=== Section Start ===

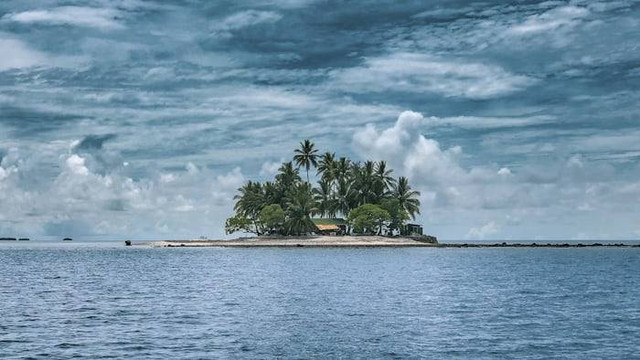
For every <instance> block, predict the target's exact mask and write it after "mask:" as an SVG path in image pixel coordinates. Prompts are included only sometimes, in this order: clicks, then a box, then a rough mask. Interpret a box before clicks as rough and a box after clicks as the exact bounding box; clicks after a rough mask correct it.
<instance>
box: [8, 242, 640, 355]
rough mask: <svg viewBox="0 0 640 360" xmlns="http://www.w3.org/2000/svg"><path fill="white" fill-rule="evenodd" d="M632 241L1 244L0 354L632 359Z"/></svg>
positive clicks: (632, 326)
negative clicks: (438, 247) (396, 243)
mask: <svg viewBox="0 0 640 360" xmlns="http://www.w3.org/2000/svg"><path fill="white" fill-rule="evenodd" d="M639 270H640V249H639V248H626V249H620V248H611V249H609V248H581V249H420V248H416V249H353V248H352V249H217V248H201V249H197V248H172V249H166V248H165V249H162V248H160V249H152V248H126V247H124V246H121V245H120V244H78V243H69V244H52V245H48V244H35V243H32V244H26V243H24V244H17V243H16V244H11V245H8V244H0V279H1V281H0V304H1V308H0V358H9V359H10V358H25V357H30V358H47V357H50V358H56V359H64V358H71V357H89V358H95V359H97V358H136V359H141V358H187V359H190V358H192V359H198V358H365V359H369V358H436V359H441V358H469V359H483V358H487V359H493V358H518V359H547V358H573V359H593V358H606V359H613V358H620V359H632V358H640V342H639V341H638V339H640V273H639Z"/></svg>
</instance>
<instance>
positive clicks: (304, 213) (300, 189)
mask: <svg viewBox="0 0 640 360" xmlns="http://www.w3.org/2000/svg"><path fill="white" fill-rule="evenodd" d="M316 212H317V209H316V208H315V203H314V201H313V196H312V195H311V186H310V185H309V183H302V184H298V185H296V186H295V188H293V189H292V190H291V191H290V193H289V196H288V202H287V220H286V221H285V233H286V234H287V235H303V234H307V233H309V232H311V231H313V230H314V229H315V224H314V223H313V221H311V215H312V214H314V213H316Z"/></svg>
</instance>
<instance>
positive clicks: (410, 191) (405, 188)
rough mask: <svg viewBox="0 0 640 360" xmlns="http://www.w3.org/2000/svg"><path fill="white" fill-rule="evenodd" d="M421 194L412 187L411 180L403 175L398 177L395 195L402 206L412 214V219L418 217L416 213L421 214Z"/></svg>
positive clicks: (395, 190) (394, 195)
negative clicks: (420, 213) (406, 177)
mask: <svg viewBox="0 0 640 360" xmlns="http://www.w3.org/2000/svg"><path fill="white" fill-rule="evenodd" d="M419 196H420V192H419V191H415V190H412V189H411V185H409V180H408V179H407V178H406V177H404V176H401V177H400V178H399V179H398V183H397V184H396V186H395V187H394V189H393V197H394V198H395V199H398V202H399V203H400V206H401V207H402V208H403V209H404V210H405V211H406V212H407V214H409V216H411V218H412V219H415V218H416V214H420V199H418V197H419Z"/></svg>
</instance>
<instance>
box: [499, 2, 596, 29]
mask: <svg viewBox="0 0 640 360" xmlns="http://www.w3.org/2000/svg"><path fill="white" fill-rule="evenodd" d="M588 15H589V10H587V9H586V8H583V7H576V6H562V7H558V8H554V9H552V10H549V11H547V12H544V13H542V14H540V15H532V16H530V17H528V18H527V19H526V20H525V21H524V22H522V23H520V24H518V25H515V26H512V27H511V28H510V29H509V33H510V34H513V35H529V34H537V33H542V32H549V31H556V30H558V29H559V28H561V27H562V28H570V27H573V26H575V25H577V24H579V23H580V21H581V19H584V18H585V17H587V16H588Z"/></svg>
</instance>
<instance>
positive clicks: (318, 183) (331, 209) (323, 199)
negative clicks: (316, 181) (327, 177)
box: [313, 180, 336, 217]
mask: <svg viewBox="0 0 640 360" xmlns="http://www.w3.org/2000/svg"><path fill="white" fill-rule="evenodd" d="M331 188H332V186H331V182H329V181H326V180H320V181H318V187H317V188H314V189H313V199H314V200H315V202H316V206H317V208H318V212H319V213H320V216H321V217H324V216H327V217H335V216H336V199H335V198H334V196H333V191H332V189H331Z"/></svg>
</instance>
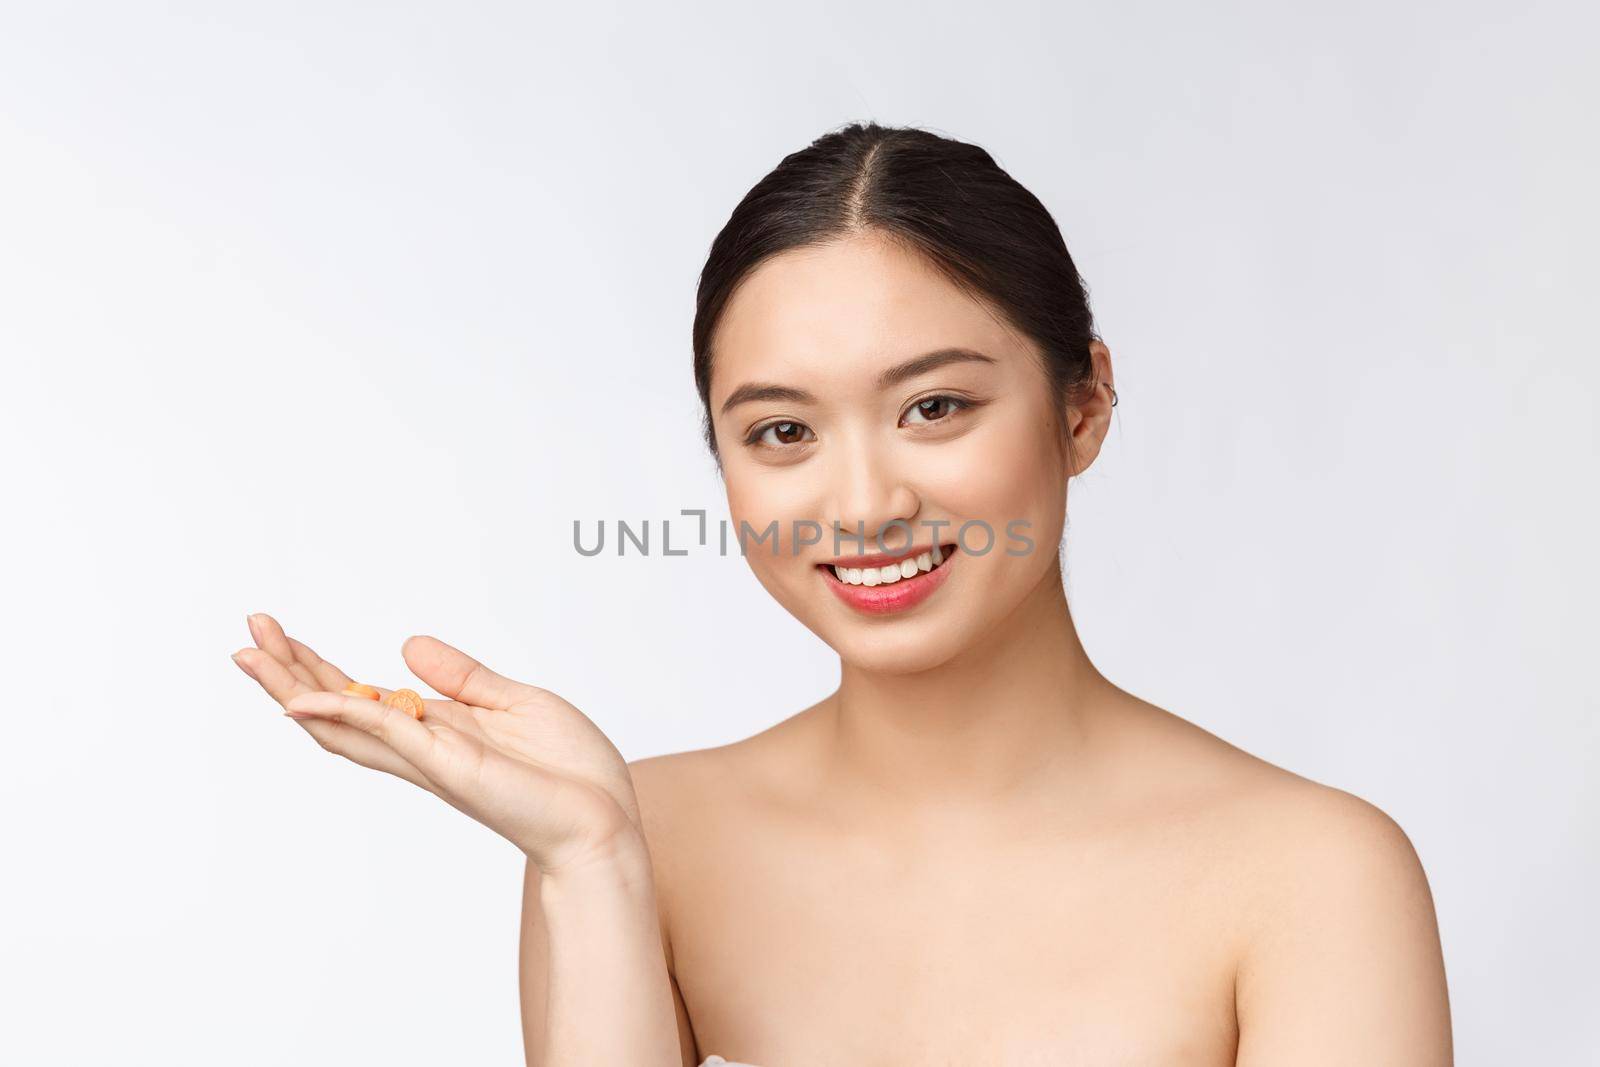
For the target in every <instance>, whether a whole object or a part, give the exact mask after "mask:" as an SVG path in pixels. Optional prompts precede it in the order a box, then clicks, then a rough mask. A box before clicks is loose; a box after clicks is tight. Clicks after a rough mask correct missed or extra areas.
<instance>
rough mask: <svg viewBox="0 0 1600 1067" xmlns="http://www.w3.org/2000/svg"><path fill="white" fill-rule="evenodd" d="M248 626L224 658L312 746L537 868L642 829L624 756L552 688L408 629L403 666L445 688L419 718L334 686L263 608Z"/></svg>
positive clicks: (340, 677) (323, 663)
mask: <svg viewBox="0 0 1600 1067" xmlns="http://www.w3.org/2000/svg"><path fill="white" fill-rule="evenodd" d="M250 630H251V637H253V638H254V641H256V646H254V648H246V649H240V651H238V653H235V656H234V661H235V662H237V664H238V665H240V669H243V670H245V672H246V673H250V675H251V677H253V678H254V680H256V681H259V683H261V686H262V688H264V689H267V693H269V694H270V696H272V697H274V699H275V701H278V702H280V704H282V705H283V707H285V709H288V712H290V713H291V715H294V717H296V718H298V721H299V723H301V726H304V728H306V729H307V733H310V734H312V736H314V737H315V739H317V744H320V745H322V747H323V749H326V750H330V752H334V753H338V755H342V757H346V758H349V760H352V761H355V763H360V765H363V766H370V768H374V769H381V771H387V773H390V774H395V776H397V777H403V779H406V781H410V782H413V784H414V785H419V787H422V789H427V790H429V792H432V793H435V795H438V797H440V798H443V800H445V801H446V803H451V805H453V806H456V808H459V809H461V811H466V813H467V814H469V816H472V817H474V819H478V821H480V822H483V824H485V825H488V827H490V829H493V830H496V832H498V833H501V835H504V837H507V838H509V840H512V841H515V843H517V845H518V846H522V848H523V851H526V853H528V854H530V856H533V857H534V861H538V862H539V865H541V867H544V869H546V870H549V869H554V867H558V865H563V864H566V862H573V861H576V859H581V857H586V856H589V854H592V853H598V851H600V849H603V846H605V845H608V843H610V841H611V840H613V838H614V837H616V835H618V833H621V832H626V830H635V832H637V830H638V829H640V822H638V805H637V800H635V797H634V785H632V781H630V777H629V773H627V763H626V760H624V758H622V753H621V752H618V749H616V745H614V744H611V739H610V737H606V736H605V733H602V731H600V728H598V726H595V725H594V721H590V720H589V717H587V715H584V713H582V712H579V710H578V709H576V707H573V705H571V704H570V702H566V701H563V699H562V697H560V696H557V694H554V693H550V691H547V689H541V688H538V686H531V685H525V683H522V681H514V680H510V678H506V677H502V675H499V673H494V672H493V670H490V669H488V667H485V665H483V664H482V662H478V661H477V659H474V657H472V656H467V654H466V653H462V651H461V649H456V648H453V646H450V645H446V643H445V641H440V640H437V638H434V637H411V638H408V640H406V641H405V643H403V645H402V648H400V654H402V657H403V659H405V662H406V667H410V670H411V672H413V673H414V675H416V677H418V678H421V680H422V681H424V683H427V685H429V686H432V688H434V689H435V691H438V693H443V694H445V696H446V697H448V699H424V715H422V720H421V721H418V720H413V718H411V717H410V715H406V713H403V712H397V710H395V709H390V707H386V705H382V704H381V702H378V701H370V699H365V697H355V696H347V694H344V693H342V689H344V688H346V686H347V685H350V681H352V678H350V677H349V675H346V673H344V672H342V670H339V669H338V667H334V665H333V664H330V662H328V661H325V659H322V656H318V654H317V653H314V651H312V649H310V648H309V646H307V645H304V643H302V641H298V640H294V638H291V637H288V635H286V633H285V632H283V627H280V625H278V622H277V621H275V619H272V617H270V616H266V614H256V616H250ZM374 688H378V691H379V694H382V696H387V694H389V693H390V689H386V688H382V686H374Z"/></svg>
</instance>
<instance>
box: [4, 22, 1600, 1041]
mask: <svg viewBox="0 0 1600 1067" xmlns="http://www.w3.org/2000/svg"><path fill="white" fill-rule="evenodd" d="M1050 6H1051V10H1050V11H1046V10H1045V5H1038V6H1034V5H1014V3H997V5H949V3H938V5H915V6H910V5H907V6H904V8H896V6H890V5H878V3H866V5H862V3H850V5H845V3H810V5H786V6H781V8H779V6H773V8H758V6H755V5H746V3H726V5H701V6H698V8H696V10H690V11H686V10H678V8H677V6H667V8H662V6H658V5H643V3H637V5H622V6H619V5H608V3H587V5H582V8H584V10H582V13H581V14H574V13H573V11H565V10H536V8H534V6H531V5H509V3H507V5H486V3H478V5H472V6H466V5H446V3H408V5H376V3H374V5H370V6H360V5H350V3H344V5H325V3H306V5H282V3H270V5H269V3H259V5H218V3H210V5H202V3H194V5H150V6H138V5H112V3H107V5H96V6H86V5H61V3H51V5H22V3H10V5H6V6H5V13H3V22H0V354H3V358H5V373H3V379H0V405H3V410H0V456H3V459H0V464H3V498H0V499H3V502H5V525H3V536H5V541H6V544H5V589H3V605H5V606H3V616H0V627H3V632H0V638H3V645H0V648H3V649H5V657H6V664H5V667H6V681H8V685H6V689H8V691H6V697H5V699H6V721H8V726H6V729H5V733H3V741H0V749H3V752H5V757H6V761H5V773H3V774H0V827H3V861H0V862H3V869H5V875H3V883H0V904H3V910H0V915H3V918H0V1061H5V1062H10V1064H93V1062H141V1064H146V1062H147V1064H283V1062H296V1064H370V1062H386V1064H435V1062H451V1064H512V1062H520V1056H522V1049H520V1033H518V1019H517V987H515V961H517V960H515V952H517V923H518V893H520V875H522V857H520V854H518V853H515V849H514V848H512V846H509V845H507V843H504V841H502V840H499V838H498V837H494V835H493V833H490V832H488V830H485V829H483V827H480V825H477V824H474V822H470V821H467V819H466V817H464V816H461V814H459V813H456V811H454V809H451V808H448V806H446V805H442V803H440V801H438V800H435V798H432V797H429V795H426V793H422V792H421V790H416V789H414V787H411V785H408V784H405V782H402V781H398V779H390V777H387V776H382V774H376V773H373V771H366V769H363V768H357V766H354V765H349V763H346V761H342V760H338V758H336V757H330V755H328V753H325V752H322V750H320V749H318V747H317V745H315V744H314V742H312V741H310V737H309V736H307V734H304V733H302V731H301V729H299V726H296V725H294V723H291V721H290V720H286V718H283V717H282V715H278V713H277V710H278V709H277V705H275V704H272V702H270V701H269V699H267V697H266V696H264V694H262V693H261V691H259V689H258V688H256V685H254V683H253V681H250V680H248V678H246V677H245V675H242V673H240V672H238V670H237V669H235V667H234V664H232V662H230V661H229V653H232V651H234V649H237V648H240V646H245V645H248V643H250V637H248V633H246V630H245V614H246V611H267V613H272V614H275V616H277V617H280V619H282V621H283V622H285V624H286V625H288V629H290V630H291V632H293V633H296V635H299V637H302V638H304V640H307V641H309V643H310V645H312V646H314V648H317V649H318V651H322V653H325V654H326V656H328V657H330V659H333V661H336V662H338V664H341V665H344V667H346V669H347V670H349V672H350V673H354V675H357V677H362V678H370V680H374V681H379V683H384V685H405V681H406V678H408V675H405V673H403V665H402V662H400V657H398V646H400V641H402V640H403V638H405V637H406V635H408V633H414V632H427V633H435V635H438V637H442V638H445V640H448V641H453V643H456V645H459V646H462V648H466V649H467V651H469V653H472V654H475V656H478V657H480V659H485V661H486V662H490V664H491V665H494V667H498V669H501V670H504V672H506V673H512V675H515V677H522V678H526V680H531V681H538V683H541V685H546V686H549V688H554V689H555V691H558V693H562V694H563V696H566V697H568V699H571V701H573V702H574V704H578V705H579V707H581V709H584V710H586V712H587V713H589V715H590V717H592V718H595V721H598V723H600V725H602V728H603V729H606V731H608V733H610V736H611V737H613V739H614V741H616V742H618V745H619V747H621V749H622V752H624V755H627V757H629V758H638V757H645V755H653V753H659V752H674V750H682V749H694V747H704V745H710V744H720V742H726V741H733V739H738V737H744V736H747V734H750V733H755V731H758V729H762V728H765V726H768V725H770V723H773V721H776V720H779V718H782V717H787V715H789V713H792V712H794V710H797V709H800V707H803V705H806V704H810V702H813V701H816V699H818V697H821V696H822V694H826V693H827V691H830V688H832V686H834V683H835V680H837V657H835V656H834V654H832V653H830V651H829V649H827V648H826V646H824V645H821V643H819V641H818V640H816V638H814V637H813V635H811V633H808V632H806V630H805V629H803V627H800V625H798V624H797V622H795V621H794V619H790V617H789V616H787V614H784V613H782V609H781V608H779V606H778V605H776V603H774V601H771V600H770V598H768V597H766V593H765V592H763V590H762V587H760V585H758V584H757V582H755V579H754V577H752V576H750V573H749V569H747V566H746V565H744V561H742V560H739V558H738V557H730V558H722V557H717V555H715V553H712V552H694V553H691V555H688V557H685V558H670V560H667V558H662V557H659V555H653V557H650V558H638V557H629V558H616V557H614V555H605V557H600V558H592V560H589V558H581V557H579V555H578V553H576V552H574V550H573V547H571V523H573V520H574V518H582V520H586V523H594V522H597V520H598V518H608V520H613V522H614V520H616V518H630V520H635V522H638V520H645V518H651V520H654V525H656V526H658V534H656V536H659V520H661V518H664V517H670V515H675V514H677V510H678V509H682V507H706V509H709V510H710V512H712V517H714V518H715V517H720V515H726V509H725V499H723V496H722V491H720V483H718V482H717V478H715V472H714V467H712V462H710V458H709V456H707V454H706V451H704V450H702V446H701V440H699V435H698V406H696V405H698V398H696V395H694V389H693V381H691V374H690V358H691V354H690V322H691V315H693V298H694V283H696V275H698V272H699V267H701V264H702V259H704V254H706V251H707V246H709V243H710V240H712V237H714V234H715V232H717V229H718V227H720V226H722V224H723V221H725V219H726V216H728V213H730V211H731V208H733V205H734V203H736V202H738V200H739V197H741V195H742V194H744V192H746V190H747V189H749V187H750V186H752V184H754V182H755V181H757V179H758V178H760V176H762V174H765V173H766V171H768V170H770V168H771V166H774V165H776V163H778V162H779V158H782V155H786V154H787V152H792V150H797V149H800V147H803V146H805V144H806V142H810V141H811V139H813V138H816V136H819V134H821V133H824V131H827V130H830V128H835V126H838V125H842V123H845V122H850V120H856V118H877V120H880V122H886V123H898V125H923V126H928V128H933V130H936V131H941V133H947V134H952V136H957V138H962V139H966V141H974V142H978V144H982V146H984V147H987V149H989V150H990V152H992V154H994V155H995V157H997V160H998V162H1000V165H1002V166H1005V168H1006V170H1010V171H1011V173H1013V174H1014V176H1016V178H1018V179H1019V181H1022V182H1024V184H1026V186H1029V187H1030V189H1032V190H1034V192H1035V194H1037V195H1038V197H1040V198H1042V200H1043V202H1045V205H1046V206H1048V208H1050V210H1051V211H1053V214H1054V216H1056V219H1058V222H1059V224H1061V227H1062V232H1064V235H1066V238H1067V245H1069V248H1070V250H1072V254H1074V258H1075V261H1077V262H1078V267H1080V269H1082V270H1083V274H1085V277H1086V278H1088V282H1090V285H1091V286H1093V306H1094V310H1096V314H1098V320H1099V325H1101V330H1102V333H1104V336H1106V339H1107V342H1109V344H1110V349H1112V354H1114V360H1115V376H1117V386H1118V392H1120V397H1122V403H1120V405H1118V408H1117V419H1115V424H1114V429H1112V434H1110V440H1109V443H1107V448H1106V451H1104V453H1102V454H1101V459H1099V461H1098V462H1096V466H1094V467H1093V470H1091V472H1088V474H1086V475H1085V477H1083V478H1082V480H1080V482H1077V483H1075V485H1074V488H1072V491H1070V501H1069V512H1070V534H1069V542H1067V563H1069V595H1070V598H1072V603H1074V609H1075V617H1077V621H1078V625H1080V629H1082V633H1083V640H1085V643H1086V646H1088V651H1090V654H1091V657H1093V659H1094V661H1096V662H1098V664H1099V667H1101V669H1102V670H1104V672H1106V673H1107V677H1110V678H1112V680H1114V681H1117V683H1118V685H1122V686H1123V688H1126V689H1130V691H1133V693H1136V694H1139V696H1142V697H1146V699H1149V701H1154V702H1157V704H1160V705H1162V707H1166V709H1170V710H1173V712H1176V713H1179V715H1184V717H1187V718H1190V720H1194V721H1197V723H1200V725H1203V726H1206V728H1208V729H1211V731H1214V733H1218V734H1221V736H1222V737H1226V739H1229V741H1232V742H1235V744H1238V745H1240V747H1245V749H1246V750H1251V752H1254V753H1258V755H1261V757H1264V758H1267V760H1272V761H1275V763H1278V765H1282V766H1286V768H1290V769H1293V771H1298V773H1301V774H1306V776H1309V777H1314V779H1317V781H1323V782H1328V784H1333V785H1339V787H1342V789H1347V790H1350V792H1355V793H1358V795H1362V797H1365V798H1368V800H1371V801H1373V803H1376V805H1379V806H1381V808H1384V809H1386V811H1389V813H1390V814H1392V816H1394V817H1395V819H1397V821H1398V822H1400V824H1402V825H1403V827H1405V829H1406V832H1408V833H1410V837H1411V840H1413V843H1414V845H1416V848H1418V853H1419V854H1421V857H1422V862H1424V865H1426V867H1427V872H1429V875H1430V880H1432V886H1434V893H1435V899H1437V905H1438V917H1440V926H1442V933H1443V944H1445V955H1446V965H1448V973H1450V987H1451V997H1453V1006H1454V1025H1456V1041H1458V1062H1459V1064H1496V1065H1499V1064H1538V1065H1541V1067H1544V1065H1557V1064H1589V1062H1595V1057H1597V1056H1600V1041H1597V1038H1595V1037H1594V1030H1592V1017H1590V1019H1589V1022H1587V1024H1586V1022H1584V1021H1582V1016H1584V1013H1586V1011H1590V1009H1592V1008H1594V1005H1595V1003H1597V998H1600V982H1597V977H1595V974H1597V971H1595V953H1597V945H1595V925H1594V918H1592V902H1594V899H1595V896H1597V894H1600V862H1597V851H1595V841H1597V835H1600V833H1597V832H1600V819H1597V800H1600V797H1597V785H1595V753H1597V749H1600V742H1597V726H1595V710H1597V696H1595V685H1594V681H1592V675H1590V673H1589V669H1590V665H1592V664H1594V659H1592V656H1590V649H1592V646H1594V643H1595V637H1597V627H1595V613H1594V605H1595V598H1597V593H1600V582H1597V566H1595V558H1594V545H1595V544H1597V542H1600V537H1597V534H1600V530H1597V515H1595V482H1597V480H1595V466H1597V464H1595V459H1597V440H1595V397H1597V384H1600V370H1597V352H1595V331H1594V312H1595V296H1594V293H1595V283H1597V270H1595V248H1597V237H1600V232H1597V230H1600V227H1597V210H1595V187H1597V166H1595V163H1597V142H1595V120H1594V115H1595V104H1597V78H1595V74H1594V66H1592V64H1590V66H1589V67H1587V69H1584V66H1582V64H1584V61H1586V59H1589V61H1592V59H1594V53H1592V42H1594V32H1595V29H1597V26H1595V16H1594V14H1592V8H1590V10H1581V8H1582V6H1584V5H1576V3H1573V5H1566V6H1560V5H1530V3H1515V5H1514V3H1506V5H1498V6H1490V5H1459V3H1450V5H1446V3H1402V5H1394V3H1358V5H1322V6H1323V10H1320V11H1314V10H1312V6H1310V5H1282V3H1254V5H1224V6H1218V5H1187V3H1170V5H1131V3H1123V5H1102V6H1099V8H1096V10H1088V8H1083V10H1075V8H1069V6H1062V5H1050ZM590 528H592V526H590ZM707 1051H717V1049H707Z"/></svg>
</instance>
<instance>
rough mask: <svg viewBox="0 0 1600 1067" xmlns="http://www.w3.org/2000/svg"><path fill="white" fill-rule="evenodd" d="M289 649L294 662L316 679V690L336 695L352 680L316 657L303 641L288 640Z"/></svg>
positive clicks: (315, 655)
mask: <svg viewBox="0 0 1600 1067" xmlns="http://www.w3.org/2000/svg"><path fill="white" fill-rule="evenodd" d="M290 648H293V649H294V661H296V662H299V664H304V665H306V669H307V670H310V673H312V677H315V678H317V683H318V688H323V689H328V691H331V693H338V691H339V689H342V688H344V686H347V685H350V683H352V681H354V678H350V677H349V675H347V673H344V672H342V670H339V669H338V667H334V665H333V664H330V662H328V661H326V659H323V657H322V656H318V654H317V653H314V651H312V649H310V646H307V645H306V643H304V641H296V640H294V638H293V637H291V638H290Z"/></svg>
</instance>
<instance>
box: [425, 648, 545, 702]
mask: <svg viewBox="0 0 1600 1067" xmlns="http://www.w3.org/2000/svg"><path fill="white" fill-rule="evenodd" d="M400 656H402V659H405V665H406V667H408V669H410V670H411V673H414V675H416V677H418V678H421V680H422V681H426V683H427V685H430V686H434V691H435V693H443V694H445V696H448V697H450V699H453V701H461V702H462V704H474V705H477V707H493V709H506V707H510V705H512V704H517V702H520V701H526V699H528V697H531V696H534V694H536V693H538V691H539V689H536V688H534V686H531V685H523V683H522V681H514V680H512V678H507V677H504V675H498V673H494V672H493V670H490V669H488V667H485V665H483V664H480V662H478V661H477V659H474V657H472V656H467V654H466V653H464V651H461V649H459V648H454V646H451V645H446V643H445V641H442V640H438V638H437V637H429V635H426V633H418V635H414V637H408V638H406V640H405V643H403V645H402V646H400Z"/></svg>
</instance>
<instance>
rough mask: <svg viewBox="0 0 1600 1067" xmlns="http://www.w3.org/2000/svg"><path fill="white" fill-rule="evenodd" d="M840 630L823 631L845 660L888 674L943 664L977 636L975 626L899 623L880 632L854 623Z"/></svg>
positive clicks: (958, 652)
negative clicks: (969, 630)
mask: <svg viewBox="0 0 1600 1067" xmlns="http://www.w3.org/2000/svg"><path fill="white" fill-rule="evenodd" d="M838 630H840V632H837V633H827V635H822V640H824V641H827V645H829V646H830V648H832V649H834V651H835V653H838V657H840V659H842V661H843V662H845V664H848V665H850V667H854V669H856V670H870V672H874V673H885V675H910V673H920V672H923V670H933V669H936V667H942V665H944V664H947V662H949V661H950V659H954V657H955V656H958V654H960V653H962V651H963V649H966V648H968V646H970V645H971V641H976V640H978V633H976V630H974V632H968V627H947V625H946V627H917V625H899V627H894V629H893V630H882V629H880V630H877V632H874V630H870V629H867V627H861V625H853V627H838Z"/></svg>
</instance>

=== Section End ===

▶ **What you are asked to do**:
How many lines in the listing above contain the string "positive"? Reply with the number alone.

▶ **Task answer**:
8